◆ Work request 1:
In the passage about Jeremiah Stamler, return everything from "Stamler explored the" down to "to health problems.".
◆ Work request 2:
Decide whether each statement agrees with the passage about Jeremiah Stamler: (a) Stamler was born in Brooklyn in 1919; (b) Stamler earned his medical degree from Columbia University; (c) Stamler served as a radiologist in Bermuda. Answer yes or no for each, quoting the deciding words of the passage.

◆ Excerpted passage:
%%

In the 1970s, Stamler put the cardiovascular risk factors of high cholesterol, high blood pressure, diabetes, a high-fat diet and smoking on the map. His findings were considered controversial and were met with opposition, but he stuck by his research.

Colleagues credit his work as a major force behind the significant decline in heart disease death rates since the 1960s.

“It is no exaggeration to say that few people in history have had as great an impact on human health,” said Dr. Donald Lloyd-Jones, president of the American Heart Association. “Jerry was a giant intellect and led in defining new prevention concepts right up until his last days. He was always innovating, and he was a kind and gentle soul who believed in people.”

Stamler was the founding chair of the preventive medicine department at Northwestern University, where he was still working on cutting-edge research at the time of his death. He trained and mentored hundreds of health professionals around the world. He authored and co-authored more than 2,000 peer-reviewed manuscripts, studies and books that have shaped U.S. public policy for decades.

Stamler was a major proponent of a Mediterranean-type diet – which is rich in fruit, vegetables, olive oil and fish and low in sugar, salt and saturated fat – and credited his approach to eating for his good health.

“He lived exactly what he preached, and it worked out very well for him,” said Lloyd-Jones. “He took his science very seriously, but he also had a wonderful sense of fun. He would say, ‘If it isn’t fun, it isn’t epidemiology.'”

Dr. Jeremiah Stamler went to medical school at the now-gone Long Island College Hospital School of Medicine on the old LICH campus in Cobble Hill. The Polhemus Building, seen here and now a condo, is one of the few surviving LICH structures from that era. Eagle file photo by Lore Croghan

Stamler was the son of Russian immigrants. He was born in Brooklyn in 1919 and grew up in West Orange, New Jersey. His exposure to healthy eating decisions came very early. Stamler had said his father turned his nose at white bread after arriving in the U.S., instead feeding his family a diet of hearty ryes and whole grains.

He attended Columbia University, then earned his medical degree from LICH in 1943.  He entered the Army after medical school and served as a radiologist in Bermuda as World War II wound down.

He then moved to Chicago with his first wife, Rose, and took a job in a lab working on cardiovascular issues with pioneering cardiology researcher Louis Katz.

Stamler explored the interactions of diet, hormones, blood pressure and lipids in vascular disease. His research focused on the tiny molecules our bodies make based on diet, environment and genes, and how those molecules can lead to health problems.

%%

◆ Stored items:
%%

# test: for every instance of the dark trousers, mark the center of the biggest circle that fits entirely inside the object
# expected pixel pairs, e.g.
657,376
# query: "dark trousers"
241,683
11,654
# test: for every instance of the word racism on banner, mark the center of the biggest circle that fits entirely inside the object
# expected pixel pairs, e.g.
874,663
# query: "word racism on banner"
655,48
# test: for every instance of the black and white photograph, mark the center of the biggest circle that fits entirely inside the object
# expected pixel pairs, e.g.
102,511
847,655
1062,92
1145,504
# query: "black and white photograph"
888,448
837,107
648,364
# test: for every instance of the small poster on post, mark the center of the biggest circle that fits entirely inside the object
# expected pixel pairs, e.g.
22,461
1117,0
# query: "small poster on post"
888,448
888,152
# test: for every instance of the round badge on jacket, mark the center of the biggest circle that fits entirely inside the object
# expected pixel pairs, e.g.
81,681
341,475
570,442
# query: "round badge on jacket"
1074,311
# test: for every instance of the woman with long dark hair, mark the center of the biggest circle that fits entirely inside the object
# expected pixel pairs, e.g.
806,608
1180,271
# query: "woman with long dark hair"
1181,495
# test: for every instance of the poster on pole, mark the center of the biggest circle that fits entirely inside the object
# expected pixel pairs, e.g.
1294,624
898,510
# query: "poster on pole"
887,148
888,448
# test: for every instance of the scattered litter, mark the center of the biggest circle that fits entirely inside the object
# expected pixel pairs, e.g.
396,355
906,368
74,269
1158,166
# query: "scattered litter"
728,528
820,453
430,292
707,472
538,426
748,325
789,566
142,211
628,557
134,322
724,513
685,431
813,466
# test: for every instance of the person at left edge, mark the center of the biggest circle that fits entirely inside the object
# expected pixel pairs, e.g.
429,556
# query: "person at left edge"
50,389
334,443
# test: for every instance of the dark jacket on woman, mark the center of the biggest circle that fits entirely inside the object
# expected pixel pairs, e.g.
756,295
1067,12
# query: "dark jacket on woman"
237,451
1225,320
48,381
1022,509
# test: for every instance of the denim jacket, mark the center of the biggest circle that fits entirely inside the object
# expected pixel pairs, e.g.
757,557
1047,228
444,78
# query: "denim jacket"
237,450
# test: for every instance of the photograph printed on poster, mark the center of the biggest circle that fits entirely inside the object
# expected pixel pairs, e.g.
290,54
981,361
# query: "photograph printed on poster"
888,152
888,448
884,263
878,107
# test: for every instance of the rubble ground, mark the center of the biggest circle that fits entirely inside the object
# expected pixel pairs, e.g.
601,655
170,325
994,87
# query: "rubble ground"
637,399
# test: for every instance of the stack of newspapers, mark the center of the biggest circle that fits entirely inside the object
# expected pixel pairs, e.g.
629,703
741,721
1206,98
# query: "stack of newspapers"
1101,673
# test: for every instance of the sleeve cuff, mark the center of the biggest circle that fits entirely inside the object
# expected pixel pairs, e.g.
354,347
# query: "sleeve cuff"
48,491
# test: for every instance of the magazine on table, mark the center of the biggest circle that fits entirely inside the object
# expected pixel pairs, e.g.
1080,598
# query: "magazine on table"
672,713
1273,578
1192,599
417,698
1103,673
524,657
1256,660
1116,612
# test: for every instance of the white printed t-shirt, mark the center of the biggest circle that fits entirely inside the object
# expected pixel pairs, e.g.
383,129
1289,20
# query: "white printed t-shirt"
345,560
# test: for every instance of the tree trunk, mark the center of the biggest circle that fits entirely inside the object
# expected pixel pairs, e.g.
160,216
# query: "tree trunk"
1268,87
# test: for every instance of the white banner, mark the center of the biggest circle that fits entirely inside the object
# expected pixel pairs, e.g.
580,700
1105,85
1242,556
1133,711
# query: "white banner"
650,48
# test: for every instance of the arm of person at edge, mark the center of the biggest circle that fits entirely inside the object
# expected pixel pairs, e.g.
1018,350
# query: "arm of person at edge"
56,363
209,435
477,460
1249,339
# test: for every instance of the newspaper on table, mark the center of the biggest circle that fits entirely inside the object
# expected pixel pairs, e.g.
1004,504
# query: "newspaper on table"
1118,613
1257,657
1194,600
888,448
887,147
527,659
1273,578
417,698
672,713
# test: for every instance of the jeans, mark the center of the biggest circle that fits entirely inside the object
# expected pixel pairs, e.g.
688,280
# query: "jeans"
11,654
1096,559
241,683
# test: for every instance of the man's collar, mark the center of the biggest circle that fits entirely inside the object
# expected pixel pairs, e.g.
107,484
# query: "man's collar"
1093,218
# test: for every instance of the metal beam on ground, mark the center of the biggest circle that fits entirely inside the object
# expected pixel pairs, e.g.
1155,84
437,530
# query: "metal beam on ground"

%%
%%

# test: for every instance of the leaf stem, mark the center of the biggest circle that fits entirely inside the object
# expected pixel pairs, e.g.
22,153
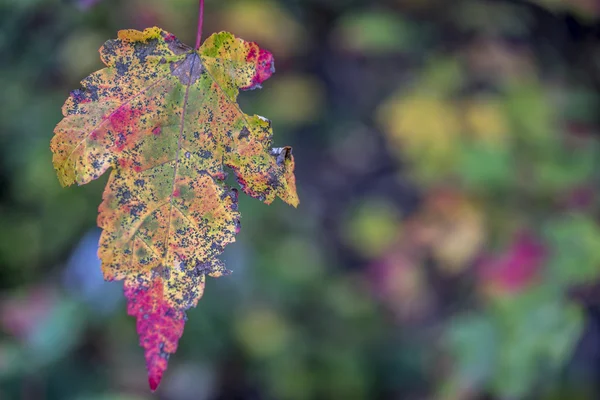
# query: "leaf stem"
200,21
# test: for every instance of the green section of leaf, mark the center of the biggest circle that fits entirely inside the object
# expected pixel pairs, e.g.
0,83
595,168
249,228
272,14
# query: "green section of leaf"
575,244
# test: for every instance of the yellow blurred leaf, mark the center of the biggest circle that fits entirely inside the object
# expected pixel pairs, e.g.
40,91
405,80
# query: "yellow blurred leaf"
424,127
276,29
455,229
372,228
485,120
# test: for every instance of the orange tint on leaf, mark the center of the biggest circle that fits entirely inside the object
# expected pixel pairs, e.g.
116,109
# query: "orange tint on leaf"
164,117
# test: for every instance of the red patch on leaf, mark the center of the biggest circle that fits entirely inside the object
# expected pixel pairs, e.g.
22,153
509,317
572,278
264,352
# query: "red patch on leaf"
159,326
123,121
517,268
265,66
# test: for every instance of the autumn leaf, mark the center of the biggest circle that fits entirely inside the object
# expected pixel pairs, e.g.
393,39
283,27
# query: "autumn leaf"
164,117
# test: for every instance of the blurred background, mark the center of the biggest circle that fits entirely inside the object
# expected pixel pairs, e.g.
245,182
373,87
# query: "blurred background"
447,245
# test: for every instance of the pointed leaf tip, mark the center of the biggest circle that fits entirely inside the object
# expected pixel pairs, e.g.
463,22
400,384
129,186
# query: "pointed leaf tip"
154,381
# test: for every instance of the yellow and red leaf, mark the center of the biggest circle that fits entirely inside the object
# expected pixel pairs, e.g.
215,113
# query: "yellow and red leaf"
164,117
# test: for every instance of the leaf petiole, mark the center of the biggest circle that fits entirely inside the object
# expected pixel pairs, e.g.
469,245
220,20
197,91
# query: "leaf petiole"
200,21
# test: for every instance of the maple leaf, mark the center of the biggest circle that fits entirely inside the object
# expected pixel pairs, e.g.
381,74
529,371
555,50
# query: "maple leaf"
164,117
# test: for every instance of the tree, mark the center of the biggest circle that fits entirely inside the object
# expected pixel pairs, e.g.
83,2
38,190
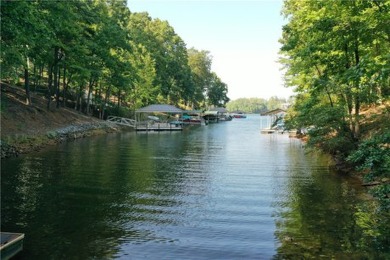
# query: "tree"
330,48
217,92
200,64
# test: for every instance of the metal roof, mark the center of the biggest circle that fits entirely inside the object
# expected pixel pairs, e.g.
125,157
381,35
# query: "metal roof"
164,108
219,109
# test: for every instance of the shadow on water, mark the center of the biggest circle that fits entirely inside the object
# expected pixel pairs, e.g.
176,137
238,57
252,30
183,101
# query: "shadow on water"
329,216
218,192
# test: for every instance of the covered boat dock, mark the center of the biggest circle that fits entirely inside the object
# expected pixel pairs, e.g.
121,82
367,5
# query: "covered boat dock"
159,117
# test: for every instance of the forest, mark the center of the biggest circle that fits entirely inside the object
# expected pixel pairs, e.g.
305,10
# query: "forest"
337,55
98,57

%%

◆ Worked solution 1:
Stamler explored the interactions of diet, hormones, blood pressure and lipids in vascular disease. His research focused on the tiny molecules our bodies make based on diet, environment and genes, and how those molecules can lead to health problems.

◆ Worked solution 2:
(a) Yes: "He was born in Brooklyn in 1919"
(b) No: "then earned his medical degree from LICH in 1943"
(c) Yes: "served as a radiologist in Bermuda as World War II wound down"